Please format all the entries below as a JSON list of strings, one string per line, with blank lines left out.
┌────────
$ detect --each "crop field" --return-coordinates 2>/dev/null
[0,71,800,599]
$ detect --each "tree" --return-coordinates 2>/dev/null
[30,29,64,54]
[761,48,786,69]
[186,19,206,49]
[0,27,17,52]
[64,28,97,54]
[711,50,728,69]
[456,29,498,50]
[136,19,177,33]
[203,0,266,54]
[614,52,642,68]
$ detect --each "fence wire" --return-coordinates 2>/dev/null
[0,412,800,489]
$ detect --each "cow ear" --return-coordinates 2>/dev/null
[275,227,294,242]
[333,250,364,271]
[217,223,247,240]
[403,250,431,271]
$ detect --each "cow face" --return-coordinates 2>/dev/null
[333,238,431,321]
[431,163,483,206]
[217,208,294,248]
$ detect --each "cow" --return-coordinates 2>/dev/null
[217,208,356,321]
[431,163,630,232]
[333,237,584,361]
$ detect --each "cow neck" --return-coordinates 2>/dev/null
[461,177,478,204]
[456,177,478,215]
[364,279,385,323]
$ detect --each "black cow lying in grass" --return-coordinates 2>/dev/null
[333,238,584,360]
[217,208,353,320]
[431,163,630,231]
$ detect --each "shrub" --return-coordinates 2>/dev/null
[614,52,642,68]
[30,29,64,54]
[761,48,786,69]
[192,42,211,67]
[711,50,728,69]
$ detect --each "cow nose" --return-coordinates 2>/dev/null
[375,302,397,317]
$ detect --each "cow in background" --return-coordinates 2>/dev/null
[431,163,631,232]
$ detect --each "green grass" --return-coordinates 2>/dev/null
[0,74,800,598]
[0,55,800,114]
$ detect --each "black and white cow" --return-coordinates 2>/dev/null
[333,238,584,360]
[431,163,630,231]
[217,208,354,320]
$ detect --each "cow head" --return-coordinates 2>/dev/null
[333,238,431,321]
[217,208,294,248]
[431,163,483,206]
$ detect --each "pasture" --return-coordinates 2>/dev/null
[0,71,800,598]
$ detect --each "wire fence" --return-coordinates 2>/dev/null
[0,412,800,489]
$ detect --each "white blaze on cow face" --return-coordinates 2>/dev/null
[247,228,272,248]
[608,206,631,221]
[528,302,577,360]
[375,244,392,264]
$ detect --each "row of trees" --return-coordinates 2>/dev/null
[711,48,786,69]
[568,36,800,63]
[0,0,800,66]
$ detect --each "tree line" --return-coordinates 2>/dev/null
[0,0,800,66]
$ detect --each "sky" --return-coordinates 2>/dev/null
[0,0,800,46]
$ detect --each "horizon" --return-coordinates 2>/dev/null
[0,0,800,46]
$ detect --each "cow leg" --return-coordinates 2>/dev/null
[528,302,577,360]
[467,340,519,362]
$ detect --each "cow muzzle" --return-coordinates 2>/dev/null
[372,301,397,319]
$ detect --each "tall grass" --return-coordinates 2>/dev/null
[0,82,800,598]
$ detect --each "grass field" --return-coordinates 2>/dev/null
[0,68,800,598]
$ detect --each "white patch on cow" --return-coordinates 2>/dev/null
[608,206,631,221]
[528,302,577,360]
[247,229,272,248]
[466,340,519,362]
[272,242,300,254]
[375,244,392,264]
└────────
_The reply_
[
  "$ detect --each \"crop field\" --return-coordinates 2>/dev/null",
  "[0,71,800,599]",
  "$ detect --each \"tree\" --return-coordinates 2>/dev/null",
  "[30,29,64,54]",
  "[761,48,786,69]",
  "[186,19,206,49]",
  "[0,27,17,52]",
  "[64,28,97,54]",
  "[711,50,728,69]",
  "[456,29,498,50]",
  "[136,19,177,33]",
  "[203,0,266,54]",
  "[614,52,642,68]",
  "$ detect --each \"fence wire\" --return-coordinates 2>/dev/null",
  "[0,412,800,489]",
  "$ detect --each \"cow ear\" --return-coordinates 2>/dev/null",
  "[275,227,294,242]",
  "[333,250,364,271]",
  "[217,223,247,240]",
  "[403,250,431,271]",
  "$ detect --each \"cow face\" --return-coordinates 2>/dev/null",
  "[333,238,431,321]",
  "[431,163,483,206]",
  "[217,208,294,248]",
  "$ detect --each \"cow\" --return-coordinates 2>/dev/null",
  "[217,208,356,321]",
  "[431,163,630,232]",
  "[333,237,584,361]",
  "$ detect --each \"cow neck\" --return-coordinates 2>/dev/null",
  "[461,177,478,204]",
  "[456,177,478,215]",
  "[364,279,385,323]",
  "$ detect --each \"black cow lying in grass\" --return-coordinates 2>/dev/null",
  "[333,238,584,360]",
  "[217,208,353,320]",
  "[431,163,630,231]",
  "$ detect --each \"shrub\" --return-coordinates 2>/dev/null",
  "[614,52,642,68]",
  "[30,29,64,54]",
  "[761,48,786,69]",
  "[192,42,211,67]",
  "[711,50,728,69]",
  "$ detect --each \"cow nose\" --return-coordinates 2>/dev/null",
  "[375,302,397,317]",
  "$ detect --each \"cow in background\" --return-coordinates 2>/dev/null",
  "[431,163,631,232]",
  "$ detect --each \"green grass\" --return-coordinates 2>/dev/null",
  "[0,74,800,598]",
  "[0,55,800,114]",
  "$ detect --each \"black and white cow\" --return-coordinates 2>/dev/null",
  "[333,238,584,360]",
  "[431,163,630,231]",
  "[217,208,354,320]",
  "$ detect --each \"cow head\" --return-coordinates 2>/dev/null",
  "[333,238,431,321]",
  "[217,208,294,248]",
  "[431,163,483,206]",
  "$ detect --each \"pasture\" --return-coordinates 2>/dev/null",
  "[0,71,800,598]",
  "$ detect --each \"wire fence\" --return-coordinates 2>/dev/null",
  "[0,412,800,489]",
  "$ detect --each \"white blaze on cow face\" --return-coordinates 2>/dev/null",
  "[247,228,272,248]",
  "[608,206,631,221]",
  "[528,302,577,360]",
  "[375,244,392,264]",
  "$ detect --each \"row of trees\" --return-coordinates 2>/dev/null",
  "[711,48,786,69]",
  "[568,36,800,63]",
  "[0,0,800,66]",
  "$ detect --each \"tree line\" --return-coordinates 2>/dev/null",
  "[0,0,800,66]",
  "$ detect --each \"sky\" --return-coordinates 2>/dev/null",
  "[0,0,800,46]",
  "$ detect --each \"horizon\" --return-coordinates 2>/dev/null",
  "[0,0,800,46]",
  "$ detect --each \"cow leg\" --return-coordinates 2>/dev/null",
  "[528,302,577,360]",
  "[467,340,519,362]",
  "$ detect --each \"cow muzzle\" --return-coordinates 2>/dev/null",
  "[372,301,397,319]",
  "$ detect --each \"tall grass\" --return-coordinates 2>/dev/null",
  "[0,82,800,598]",
  "$ detect --each \"grass field\" --return-coordinates 2>/dev/null",
  "[0,68,800,598]",
  "$ detect --each \"white patch on cow\" --return-coordinates 2>/dev/null",
  "[608,206,631,221]",
  "[528,302,577,360]",
  "[247,229,272,248]",
  "[466,340,519,362]",
  "[272,242,300,254]",
  "[375,244,392,264]"
]